Name every variable that the Python workshop page below assigns a value to with an equals sign.
::: DOCUMENT SEGMENT :::
It Starts with a Research Question...

Operationalizing

Review/Preview: Strings & Lists
Pandas
Arithmetic!
Character Space in Antigone

1. Review/Preview

Strings, Lists, & List Comprehensions

Strings will be our go-to data type throughout the workshop. We have already seen strings assigned to variables, split over white spaces, added together, and sliced by index. Let's review those techniques and try out a couple variations.



In [ ]:

    
# Let's assign a string to a new variable
# Using the triple quotation mark, we can simply paste a passage in between
# and Python will treat it as a continuous string

first_sonnet = """From fairest creatures we desire increase,
That thereby beauty's rose might never die,
But as the riper should by time decease,
His tender heir might bear his memory"""



In [ ]:

    
# Note that when we print the 'first_sonnet', we see the character
# that represents a line break: '\n'

first_sonnet



In [ ]:

    
# A familiar string method

first_sonnet.split()



In [ ]:

    
# Let's assign the list of tokens to a variable

sonnet_tokens = first_sonnet.split()



In [ ]:

    
# And find out how many words there are in the quatrain

len(sonnet_tokens)



In [ ]:

    
# Let's pull out the tokens from the second line

sonnet_tokens[6:13]



In [ ]:

    
# How long is each word in sonnet_tokens?

[len(token) for token in sonnet_tokens]



In [ ]:

    
# And why not assign that to a variable...

token_lengths = [len(token) for token in sonnet_tokens]



In [ ]:

    
# ... so we can do something fun, like get the average word length

sum(token_lengths) / len(token_lengths)
::: DATA LINES :::
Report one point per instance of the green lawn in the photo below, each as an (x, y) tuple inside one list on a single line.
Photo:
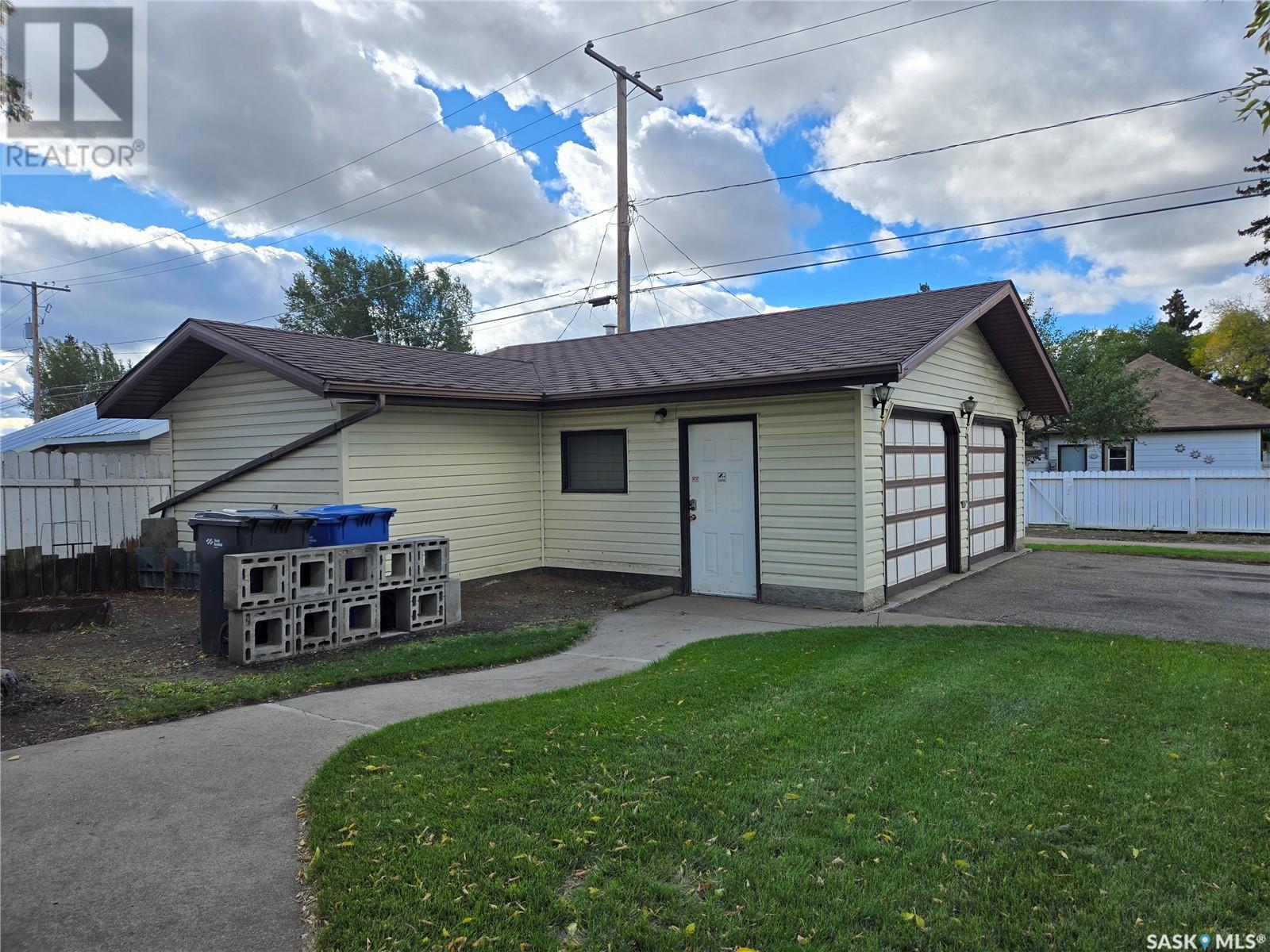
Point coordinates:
:::
• CORRECT ANSWER:
first_sonnet, sonnet_tokens, token_lengths